### 課題一覧
A - すい炎の記事では、すい臓の長さはどれくらいとされているか。
B - すい炎の記事が「急性すい炎」の主な症状として挙げているものを、記事の表記のまますべて書き出せ。
C - すい炎の記事のうち、「すい臓は胃の裏側ある、長さ約」から始まり「しい病気と考えられています。」で終わる部分を、一字一句違えずに書き写せ。

### 原文抜粋
--------------------

ヘルスケアNEWS

「急性すい炎」は一過性ではなく、再発し、
「慢性すい炎」となるケースも!
痛みが軽い場合もあるので飲酒後、
胃や背中に不快感を感じたら注意を

すい臓は胃の裏側ある、長さ約15~20cmほどの臓器。食物の消化に関わるすい液という消化液を作るほか、血液中の糖分(血糖値)を調節するためのホルモンを出す働きがあります。重要な臓器であるにも関わらず、胃腸、肝臓などと比べ注目度が低いため、積極的な健康対策を行っている人が少ないと言われています。
ダメージを受けていても自覚症状が少なく、気づいた時には症状が進行していることも多いので、沈黙の臓器・サイレントキラーとも呼ばれており、中でも怖いのが「急性すい炎」と「慢性すい炎」。

「急性すい炎」は突然起きるすい臓の炎症のこと。お腹(上腹部)の激しい痛み、背中やみぞおちの痛み、嘔吐・吐き気、発熱などが主な症状と言われています。本来、すい臓で作られたすい液は、腸に分泌されてから活性化するのですが、アルコールの過剰摂取などですい液の分泌量が過剰になるとすい臓の中で活性化してしまうことも!活性化すると食べ物を消化するようにすい臓自体を溶かそう(自己消化)とするため、炎症が起きると考えられています。

「慢性すい炎」は小さな炎症を繰り返しながら、すい臓の機能が徐々に低下する病気。腹痛や背中の痛みが主な症状ですが、「急性すい炎」のように激しいものではなく、病気が進行するとともに痛みを感じにくくなってくるのが特長。
すい臓の機能が低下してくると消化吸収がうまくいかなくなるため、下痢や体重減少などの症状が出ると言われています。慢性すい炎の原因はアルコールやストレスなどが挙げられますが、自覚症状が軽く、何もしなくても痛みが治まることが多いことから、発見が非常に難しい病気と考えられています。

「急性」「慢性」いずれも侮ってはいけない病気ですが、年末年始、とくに発症しやすいと言われているのが「急性すい炎」。アルコールだけでなく、暴飲暴食が原因でできると言われる「胆石」が胆嚢(たんのう)に詰まってしまうと、胆嚢とつながっているすい臓にも影響を与え、炎症を起こすと言われています。「急性すい炎」の原因が、男性の約50%近くがアルコールであるのに対し、女性は胆石がきっかけとなることが多いようです。しかし、女性は男性よりも少ない飲酒量で「急性すい炎」になることがわかっています。また、あまりお酒を飲まない方が一度に大量のアルコールを摂取すると発症することがあるため、「飲む機会が増える」年末年始は要注意です!

--------------------

### 資料一覧
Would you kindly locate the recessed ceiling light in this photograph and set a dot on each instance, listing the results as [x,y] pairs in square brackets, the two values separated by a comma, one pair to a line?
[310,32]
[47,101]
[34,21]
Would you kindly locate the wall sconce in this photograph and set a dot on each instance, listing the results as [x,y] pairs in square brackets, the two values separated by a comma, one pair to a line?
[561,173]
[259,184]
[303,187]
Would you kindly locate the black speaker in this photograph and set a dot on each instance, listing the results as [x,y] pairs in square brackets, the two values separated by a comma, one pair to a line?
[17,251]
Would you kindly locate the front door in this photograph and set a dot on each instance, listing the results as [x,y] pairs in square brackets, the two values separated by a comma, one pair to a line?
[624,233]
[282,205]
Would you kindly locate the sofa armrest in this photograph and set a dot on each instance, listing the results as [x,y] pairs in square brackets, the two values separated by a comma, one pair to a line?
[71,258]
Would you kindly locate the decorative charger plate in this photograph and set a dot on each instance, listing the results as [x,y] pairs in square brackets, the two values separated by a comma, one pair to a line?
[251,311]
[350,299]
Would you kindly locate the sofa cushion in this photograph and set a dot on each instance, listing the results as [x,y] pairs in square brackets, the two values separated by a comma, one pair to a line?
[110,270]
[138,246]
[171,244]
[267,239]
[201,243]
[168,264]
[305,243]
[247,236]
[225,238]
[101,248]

--------------------

### 解答一覧
A - 約15~20cmほどとされている。

B -
お腹(上腹部)の激しい痛み
背中やみぞおちの痛み
嘔吐・吐き気
発熱

C -
すい臓は胃の裏側ある、長さ約15~20cmほどの臓器。食物の消化に関わるすい液という消化液を作るほか、血液中の糖分(血糖値)を調節するためのホルモンを出す働きがあります。重要な臓器であるにも関わらず、胃腸、肝臓などと比べ注目度が低いため、積極的な健康対策を行っている人が少ないと言われています。
ダメージを受けていても自覚症状が少なく、気づいた時には症状が進行していることも多いので、沈黙の臓器・サイレントキラーとも呼ばれており、中でも怖いのが「急性すい炎」と「慢性すい炎」。

「急性すい炎」は突然起きるすい臓の炎症のこと。お腹(上腹部)の激しい痛み、背中やみぞおちの痛み、嘔吐・吐き気、発熱などが主な症状と言われています。本来、すい臓で作られたすい液は、腸に分泌されてから活性化するのですが、アルコールの過剰摂取などですい液の分泌量が過剰になるとすい臓の中で活性化してしまうことも!活性化すると食べ物を消化するようにすい臓自体を溶かそう(自己消化)とするため、炎症が起きると考えられています。

「慢性すい炎」は小さな炎症を繰り返しながら、すい臓の機能が徐々に低下する病気。腹痛や背中の痛みが主な症状ですが、「急性すい炎」のように激しいものではなく、病気が進行するとともに痛みを感じにくくなってくるのが特長。
すい臓の機能が低下してくると消化吸収がうまくいかなくなるため、下痢や体重減少などの症状が出ると言われています。慢性すい炎の原因はアルコールやストレスなどが挙げられますが、自覚症状が軽く、何もしなくても痛みが治まることが多いことから、発見が非常に難しい病気と考えられています。